◆ Request
Reproduce word for word the part of the data that opens with the line containing "Where can the fish body" and closes with the last line of the data, including both of those lines.

◆ Records supplied
◆ ◆ ◆ ◆ ◆ ◆ ◆

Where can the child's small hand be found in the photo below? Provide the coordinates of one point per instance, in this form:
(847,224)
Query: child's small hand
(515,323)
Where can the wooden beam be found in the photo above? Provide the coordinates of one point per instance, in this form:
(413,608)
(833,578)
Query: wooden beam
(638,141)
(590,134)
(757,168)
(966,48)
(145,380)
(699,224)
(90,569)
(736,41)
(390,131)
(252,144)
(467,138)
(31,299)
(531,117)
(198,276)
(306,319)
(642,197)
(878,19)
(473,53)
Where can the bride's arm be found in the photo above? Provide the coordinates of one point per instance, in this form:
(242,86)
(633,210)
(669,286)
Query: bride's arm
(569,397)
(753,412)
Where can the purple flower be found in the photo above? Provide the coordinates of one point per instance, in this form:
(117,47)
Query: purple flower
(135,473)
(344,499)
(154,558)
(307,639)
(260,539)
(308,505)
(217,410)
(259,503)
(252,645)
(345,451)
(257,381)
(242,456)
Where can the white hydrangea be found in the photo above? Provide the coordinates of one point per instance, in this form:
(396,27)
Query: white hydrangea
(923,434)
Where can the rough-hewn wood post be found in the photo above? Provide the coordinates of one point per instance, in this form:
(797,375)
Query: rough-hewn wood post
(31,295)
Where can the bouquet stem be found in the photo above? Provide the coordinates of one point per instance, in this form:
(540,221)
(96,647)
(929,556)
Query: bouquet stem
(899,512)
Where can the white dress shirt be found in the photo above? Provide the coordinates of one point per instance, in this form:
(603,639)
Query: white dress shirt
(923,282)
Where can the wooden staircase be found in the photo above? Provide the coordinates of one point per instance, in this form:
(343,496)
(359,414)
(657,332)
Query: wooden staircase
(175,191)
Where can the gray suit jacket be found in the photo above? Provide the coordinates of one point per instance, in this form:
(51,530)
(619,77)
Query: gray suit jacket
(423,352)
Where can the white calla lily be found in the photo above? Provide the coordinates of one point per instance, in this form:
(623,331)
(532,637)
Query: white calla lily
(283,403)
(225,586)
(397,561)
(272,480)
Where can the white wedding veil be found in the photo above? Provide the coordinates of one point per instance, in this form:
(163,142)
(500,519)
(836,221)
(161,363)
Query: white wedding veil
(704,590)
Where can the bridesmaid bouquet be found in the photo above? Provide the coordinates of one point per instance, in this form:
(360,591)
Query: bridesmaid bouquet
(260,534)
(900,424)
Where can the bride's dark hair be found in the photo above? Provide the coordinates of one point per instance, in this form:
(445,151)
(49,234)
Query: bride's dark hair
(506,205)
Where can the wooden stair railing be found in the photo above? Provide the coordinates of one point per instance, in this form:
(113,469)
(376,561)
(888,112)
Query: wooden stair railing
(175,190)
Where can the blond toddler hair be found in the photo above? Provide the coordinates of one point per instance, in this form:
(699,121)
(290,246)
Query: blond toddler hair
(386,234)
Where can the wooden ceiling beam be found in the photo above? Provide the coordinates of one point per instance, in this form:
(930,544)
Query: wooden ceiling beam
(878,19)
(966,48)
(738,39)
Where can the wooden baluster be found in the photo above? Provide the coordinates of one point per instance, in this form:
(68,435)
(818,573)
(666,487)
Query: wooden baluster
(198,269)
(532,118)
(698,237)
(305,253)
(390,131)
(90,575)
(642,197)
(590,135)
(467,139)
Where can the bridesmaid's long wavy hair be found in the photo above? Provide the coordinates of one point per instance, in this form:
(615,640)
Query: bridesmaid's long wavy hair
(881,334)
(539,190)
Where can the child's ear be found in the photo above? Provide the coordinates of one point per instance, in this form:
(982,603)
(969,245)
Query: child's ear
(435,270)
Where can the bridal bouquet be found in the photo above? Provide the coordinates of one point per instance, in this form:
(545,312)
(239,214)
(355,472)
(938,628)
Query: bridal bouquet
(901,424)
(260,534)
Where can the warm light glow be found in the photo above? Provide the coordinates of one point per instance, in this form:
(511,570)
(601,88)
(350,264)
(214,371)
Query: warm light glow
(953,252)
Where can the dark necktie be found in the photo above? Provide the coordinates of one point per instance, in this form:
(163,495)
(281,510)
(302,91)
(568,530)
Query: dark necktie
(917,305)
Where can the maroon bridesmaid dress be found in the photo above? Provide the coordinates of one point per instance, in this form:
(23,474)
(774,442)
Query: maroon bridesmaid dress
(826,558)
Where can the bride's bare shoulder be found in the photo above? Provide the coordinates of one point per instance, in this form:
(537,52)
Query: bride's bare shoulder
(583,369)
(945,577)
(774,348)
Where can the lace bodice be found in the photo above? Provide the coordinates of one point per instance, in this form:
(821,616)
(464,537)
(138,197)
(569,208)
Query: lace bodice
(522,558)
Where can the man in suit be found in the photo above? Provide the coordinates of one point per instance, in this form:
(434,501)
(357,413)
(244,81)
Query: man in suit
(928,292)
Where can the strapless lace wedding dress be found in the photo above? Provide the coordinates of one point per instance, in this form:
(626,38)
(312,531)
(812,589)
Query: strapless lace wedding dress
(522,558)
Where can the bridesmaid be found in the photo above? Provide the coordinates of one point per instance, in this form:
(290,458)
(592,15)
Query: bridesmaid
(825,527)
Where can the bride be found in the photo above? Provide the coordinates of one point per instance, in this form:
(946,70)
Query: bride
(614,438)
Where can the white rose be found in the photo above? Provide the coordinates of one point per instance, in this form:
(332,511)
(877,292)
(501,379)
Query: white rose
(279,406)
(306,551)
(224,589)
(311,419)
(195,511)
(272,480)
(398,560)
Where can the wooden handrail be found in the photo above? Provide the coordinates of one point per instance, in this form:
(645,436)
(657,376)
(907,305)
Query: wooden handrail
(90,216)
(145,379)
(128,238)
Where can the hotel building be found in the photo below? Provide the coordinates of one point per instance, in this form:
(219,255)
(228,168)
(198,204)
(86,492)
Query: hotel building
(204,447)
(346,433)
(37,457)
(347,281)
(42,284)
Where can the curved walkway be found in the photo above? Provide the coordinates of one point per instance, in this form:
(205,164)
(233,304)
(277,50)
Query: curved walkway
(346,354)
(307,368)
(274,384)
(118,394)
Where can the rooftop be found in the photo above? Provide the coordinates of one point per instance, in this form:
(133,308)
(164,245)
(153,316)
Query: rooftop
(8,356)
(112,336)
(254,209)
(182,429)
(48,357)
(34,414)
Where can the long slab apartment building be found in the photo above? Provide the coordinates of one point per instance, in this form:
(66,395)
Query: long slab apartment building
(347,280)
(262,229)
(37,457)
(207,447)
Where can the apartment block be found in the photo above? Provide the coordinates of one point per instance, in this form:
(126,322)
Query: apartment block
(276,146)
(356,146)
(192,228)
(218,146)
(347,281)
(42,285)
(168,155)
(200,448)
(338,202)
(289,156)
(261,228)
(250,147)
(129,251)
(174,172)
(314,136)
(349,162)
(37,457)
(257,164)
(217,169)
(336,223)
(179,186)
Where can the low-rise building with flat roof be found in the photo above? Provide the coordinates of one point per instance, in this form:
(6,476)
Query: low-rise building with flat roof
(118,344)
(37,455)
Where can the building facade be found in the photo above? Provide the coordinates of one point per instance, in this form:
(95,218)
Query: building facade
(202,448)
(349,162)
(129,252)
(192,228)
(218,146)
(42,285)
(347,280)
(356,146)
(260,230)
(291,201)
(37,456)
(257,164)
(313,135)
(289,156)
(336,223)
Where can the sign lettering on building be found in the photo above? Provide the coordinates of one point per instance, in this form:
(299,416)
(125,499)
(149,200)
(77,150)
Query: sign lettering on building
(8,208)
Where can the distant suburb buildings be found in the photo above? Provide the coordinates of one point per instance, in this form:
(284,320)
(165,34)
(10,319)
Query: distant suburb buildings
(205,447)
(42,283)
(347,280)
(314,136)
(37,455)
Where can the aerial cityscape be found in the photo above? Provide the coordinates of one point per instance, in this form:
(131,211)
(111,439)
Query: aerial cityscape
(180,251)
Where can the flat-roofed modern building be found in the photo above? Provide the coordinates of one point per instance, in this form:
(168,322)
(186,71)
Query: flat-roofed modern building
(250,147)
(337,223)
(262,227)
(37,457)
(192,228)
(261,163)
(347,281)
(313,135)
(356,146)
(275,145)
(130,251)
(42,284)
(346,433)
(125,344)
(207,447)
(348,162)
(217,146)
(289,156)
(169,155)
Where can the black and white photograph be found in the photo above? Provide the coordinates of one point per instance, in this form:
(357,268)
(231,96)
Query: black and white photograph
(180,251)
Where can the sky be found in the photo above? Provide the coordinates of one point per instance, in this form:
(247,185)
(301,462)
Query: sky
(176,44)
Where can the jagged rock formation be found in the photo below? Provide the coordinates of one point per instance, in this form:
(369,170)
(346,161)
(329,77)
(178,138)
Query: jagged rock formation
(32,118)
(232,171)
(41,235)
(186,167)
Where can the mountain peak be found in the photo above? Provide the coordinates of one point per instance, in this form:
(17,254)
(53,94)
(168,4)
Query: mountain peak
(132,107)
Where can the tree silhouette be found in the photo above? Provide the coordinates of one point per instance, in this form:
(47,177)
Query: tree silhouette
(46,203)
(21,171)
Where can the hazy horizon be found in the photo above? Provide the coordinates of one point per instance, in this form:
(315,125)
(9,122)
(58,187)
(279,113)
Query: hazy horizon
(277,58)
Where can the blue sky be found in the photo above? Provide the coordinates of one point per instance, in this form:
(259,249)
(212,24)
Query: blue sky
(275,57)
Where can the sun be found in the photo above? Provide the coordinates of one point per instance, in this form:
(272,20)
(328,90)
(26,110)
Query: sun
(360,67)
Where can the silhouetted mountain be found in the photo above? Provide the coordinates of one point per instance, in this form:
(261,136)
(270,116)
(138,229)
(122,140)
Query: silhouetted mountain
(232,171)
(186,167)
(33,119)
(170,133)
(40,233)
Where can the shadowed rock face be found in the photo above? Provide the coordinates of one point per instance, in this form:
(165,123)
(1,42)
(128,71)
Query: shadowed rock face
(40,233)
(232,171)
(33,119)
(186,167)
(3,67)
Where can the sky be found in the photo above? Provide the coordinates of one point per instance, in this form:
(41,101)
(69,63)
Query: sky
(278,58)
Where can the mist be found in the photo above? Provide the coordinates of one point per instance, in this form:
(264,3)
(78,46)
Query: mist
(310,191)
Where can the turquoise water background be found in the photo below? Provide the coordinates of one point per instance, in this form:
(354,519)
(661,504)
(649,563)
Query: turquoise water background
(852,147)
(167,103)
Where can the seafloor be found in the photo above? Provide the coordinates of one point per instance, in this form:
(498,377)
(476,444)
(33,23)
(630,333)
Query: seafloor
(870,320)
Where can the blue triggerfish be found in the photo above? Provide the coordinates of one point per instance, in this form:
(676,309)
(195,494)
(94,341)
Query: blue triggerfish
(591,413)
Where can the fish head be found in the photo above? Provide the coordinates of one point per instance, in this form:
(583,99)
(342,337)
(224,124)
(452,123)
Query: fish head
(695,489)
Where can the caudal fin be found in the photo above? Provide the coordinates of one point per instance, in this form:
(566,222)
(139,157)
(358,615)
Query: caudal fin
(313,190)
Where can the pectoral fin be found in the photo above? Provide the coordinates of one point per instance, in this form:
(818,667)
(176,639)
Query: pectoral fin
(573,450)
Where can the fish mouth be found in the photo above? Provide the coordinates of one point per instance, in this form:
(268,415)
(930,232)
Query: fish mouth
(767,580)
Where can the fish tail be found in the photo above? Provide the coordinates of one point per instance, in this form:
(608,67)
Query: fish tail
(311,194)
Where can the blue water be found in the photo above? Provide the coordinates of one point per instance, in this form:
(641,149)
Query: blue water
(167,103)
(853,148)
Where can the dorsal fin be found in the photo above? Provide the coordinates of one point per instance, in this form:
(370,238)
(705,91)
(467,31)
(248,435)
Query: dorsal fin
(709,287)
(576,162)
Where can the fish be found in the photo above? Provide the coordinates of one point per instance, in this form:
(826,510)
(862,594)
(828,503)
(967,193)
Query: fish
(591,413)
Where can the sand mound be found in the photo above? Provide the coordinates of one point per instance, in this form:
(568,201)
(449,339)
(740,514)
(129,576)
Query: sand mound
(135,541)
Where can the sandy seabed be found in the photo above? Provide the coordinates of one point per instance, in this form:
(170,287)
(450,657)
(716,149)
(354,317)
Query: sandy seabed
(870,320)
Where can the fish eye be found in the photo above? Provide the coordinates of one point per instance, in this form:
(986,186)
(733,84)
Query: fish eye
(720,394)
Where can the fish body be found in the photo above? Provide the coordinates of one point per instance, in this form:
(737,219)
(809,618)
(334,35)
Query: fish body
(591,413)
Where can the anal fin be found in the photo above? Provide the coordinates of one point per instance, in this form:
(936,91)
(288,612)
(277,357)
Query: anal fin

◆ ◆ ◆ ◆ ◆ ◆ ◆

◆ Answer below
Where can the fish body be found in the photo above? Provide the coordinates of one point per instance, in this form:
(737,219)
(809,618)
(334,35)
Query: fish body
(591,413)
Where can the anal fin be found in the photo above? Provide the coordinates of one point per instance, in this form:
(936,91)
(288,612)
(277,357)
Query: anal fin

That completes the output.